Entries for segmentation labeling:
========================================================================

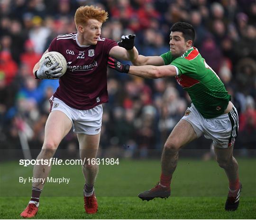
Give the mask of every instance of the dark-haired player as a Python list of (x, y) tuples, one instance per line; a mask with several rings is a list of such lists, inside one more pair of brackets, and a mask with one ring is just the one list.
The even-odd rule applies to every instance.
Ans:
[[(84, 161), (86, 158), (82, 172), (85, 181), (84, 208), (88, 213), (98, 210), (93, 186), (99, 166), (89, 162), (97, 155), (103, 113), (101, 104), (108, 100), (108, 58), (112, 56), (132, 60), (138, 56), (134, 48), (135, 35), (126, 36), (119, 42), (122, 45), (126, 42), (127, 50), (111, 40), (101, 37), (101, 26), (107, 18), (108, 13), (98, 7), (81, 6), (74, 16), (77, 33), (58, 36), (46, 51), (62, 54), (67, 60), (67, 70), (60, 78), (59, 86), (50, 99), (51, 113), (46, 125), (42, 150), (37, 159), (53, 157), (60, 142), (73, 127), (81, 159)], [(38, 63), (35, 65), (33, 73), (36, 78), (59, 78), (62, 68), (55, 69), (58, 64), (47, 67), (46, 62), (40, 66)], [(35, 165), (33, 178), (40, 181), (33, 183), (31, 198), (21, 216), (31, 218), (37, 214), (45, 183), (43, 180), (46, 179), (50, 169), (48, 165)]]
[(138, 196), (147, 201), (168, 197), (179, 150), (204, 134), (213, 140), (217, 161), (229, 180), (225, 209), (234, 211), (238, 207), (242, 188), (238, 162), (232, 155), (238, 128), (238, 113), (222, 82), (193, 47), (194, 38), (195, 31), (191, 25), (178, 22), (171, 28), (170, 51), (167, 53), (159, 57), (139, 55), (133, 61), (138, 67), (125, 66), (110, 58), (110, 67), (121, 72), (145, 78), (175, 77), (192, 101), (165, 144), (160, 182)]

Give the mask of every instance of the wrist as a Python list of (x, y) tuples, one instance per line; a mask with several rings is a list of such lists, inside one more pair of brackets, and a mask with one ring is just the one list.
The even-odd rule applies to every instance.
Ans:
[(128, 73), (130, 69), (130, 65), (129, 64), (126, 64), (125, 66), (125, 68), (124, 69), (124, 73)]
[(41, 79), (40, 78), (38, 78), (38, 76), (37, 76), (37, 70), (36, 70), (35, 72), (35, 77), (37, 79)]

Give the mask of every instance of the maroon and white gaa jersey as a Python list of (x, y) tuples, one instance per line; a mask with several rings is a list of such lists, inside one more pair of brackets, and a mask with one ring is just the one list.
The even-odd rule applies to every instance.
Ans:
[(91, 109), (106, 102), (107, 66), (114, 41), (99, 38), (96, 45), (79, 44), (76, 34), (60, 35), (55, 38), (49, 51), (61, 53), (67, 60), (66, 73), (60, 77), (54, 96), (71, 107), (80, 110)]

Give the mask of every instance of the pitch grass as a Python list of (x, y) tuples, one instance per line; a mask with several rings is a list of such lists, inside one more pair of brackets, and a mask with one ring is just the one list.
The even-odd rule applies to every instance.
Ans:
[[(70, 183), (46, 185), (35, 219), (255, 219), (256, 160), (238, 161), (243, 191), (235, 212), (224, 210), (228, 181), (213, 161), (180, 160), (171, 196), (147, 202), (136, 195), (158, 181), (160, 161), (121, 160), (119, 165), (101, 166), (95, 186), (99, 209), (93, 215), (84, 213), (81, 168), (54, 166), (51, 176), (70, 178)], [(19, 183), (18, 178), (31, 176), (32, 167), (22, 167), (18, 161), (0, 165), (0, 218), (20, 219), (30, 198), (31, 183)]]

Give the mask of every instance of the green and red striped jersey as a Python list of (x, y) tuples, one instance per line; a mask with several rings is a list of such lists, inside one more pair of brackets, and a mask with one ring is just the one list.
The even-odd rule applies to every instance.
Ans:
[(176, 80), (188, 92), (192, 102), (206, 118), (222, 114), (231, 96), (216, 73), (209, 67), (195, 47), (175, 58), (170, 51), (161, 55), (165, 65), (175, 67)]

========================================================================

Arrange the data above as a two-column CSV with the headers text and reply. Give one row for each text and its answer, with each value in a single quoted field and line breaks replaced by spaces, and leave out the pictures.

text,reply
"Give the mask of every instance of the dark-haired player as a Python list of (x, y) tuples, one instance per line; a mask with several rings is a list of such lists, inside one more pair of brackets, and a mask with one ring is just the one list. The even-odd rule applies to every instance. Ans:","[[(84, 161), (86, 158), (82, 172), (85, 181), (84, 208), (88, 213), (98, 210), (93, 186), (99, 166), (89, 162), (97, 155), (103, 113), (101, 104), (108, 100), (108, 58), (112, 56), (132, 60), (138, 56), (134, 48), (135, 35), (126, 36), (119, 42), (122, 45), (126, 42), (127, 50), (111, 40), (101, 37), (101, 26), (107, 18), (108, 13), (98, 7), (81, 6), (74, 16), (77, 33), (58, 36), (46, 51), (62, 54), (67, 60), (67, 70), (60, 78), (59, 86), (50, 99), (51, 113), (46, 125), (42, 150), (37, 159), (53, 157), (60, 142), (73, 127), (81, 159)], [(38, 63), (35, 65), (33, 73), (36, 78), (59, 78), (62, 68), (55, 69), (58, 64), (47, 67), (46, 62), (40, 66)], [(35, 165), (33, 178), (40, 181), (33, 183), (31, 198), (21, 216), (31, 218), (37, 214), (45, 183), (43, 180), (46, 179), (50, 169), (48, 165)]] [(138, 196), (147, 201), (168, 197), (179, 150), (204, 134), (213, 140), (217, 161), (229, 180), (225, 209), (234, 211), (238, 207), (242, 188), (238, 162), (232, 155), (238, 128), (238, 113), (222, 82), (193, 47), (194, 38), (195, 31), (191, 25), (178, 22), (171, 28), (170, 51), (167, 53), (159, 57), (139, 55), (133, 61), (138, 67), (125, 66), (110, 58), (110, 67), (121, 72), (145, 78), (175, 77), (192, 101), (165, 144), (160, 182)]"
"Give the mask of every instance of the wrist as a Python list of (x, y) tuples, one instance per line; a mask with several rings is a list of such lists, inside one more pair of brackets, and a mask with one ring is just the one list. The even-odd rule applies to every instance. Ans:","[(128, 73), (130, 69), (130, 65), (129, 64), (126, 64), (125, 66), (125, 68), (124, 69), (124, 73)] [(41, 79), (40, 78), (38, 78), (38, 76), (37, 76), (37, 70), (36, 70), (35, 72), (35, 77), (37, 79)]"
"Give the mask of every instance of the maroon and white gaa jersey as a Python list of (x, y) tuples, one instance per line; a mask with several rings is a list of such lists, inside one more pair of brackets, and a mask with one ring is just the one list. The even-odd rule applies to every instance. Ans:","[(91, 109), (106, 102), (107, 66), (114, 41), (99, 38), (96, 45), (79, 44), (76, 34), (60, 35), (55, 38), (49, 51), (61, 53), (67, 60), (66, 73), (60, 77), (54, 96), (71, 107), (80, 110)]"
"Give the mask of every instance of the pitch grass as a Python list of (x, y) tuples, one instance per line; a mask with several rings is a list of such lists, inside one more pair of brackets, and a mask with one ring is just the one list. The even-odd rule applies to every instance. Ans:","[[(70, 183), (46, 185), (35, 219), (255, 219), (256, 160), (238, 161), (243, 191), (235, 212), (224, 210), (228, 181), (213, 161), (180, 160), (171, 196), (147, 202), (136, 195), (158, 181), (160, 161), (121, 160), (119, 165), (101, 166), (95, 186), (99, 209), (93, 215), (84, 213), (81, 168), (54, 166), (51, 176), (70, 178)], [(19, 183), (18, 178), (31, 176), (32, 167), (22, 167), (18, 161), (0, 165), (0, 218), (20, 219), (30, 198), (31, 183)]]"
"Give the mask of every instance of the green and red striped jersey as a Python list of (x, y) tuples, one instance per line; a mask with several rings is a list of such lists, inside one more pair of brackets, and a mask with one ring is just the one list. The even-odd rule applies to every instance. Ans:","[(176, 80), (188, 92), (192, 102), (206, 118), (222, 114), (231, 96), (216, 73), (209, 67), (195, 47), (175, 58), (170, 51), (161, 55), (165, 65), (175, 67)]"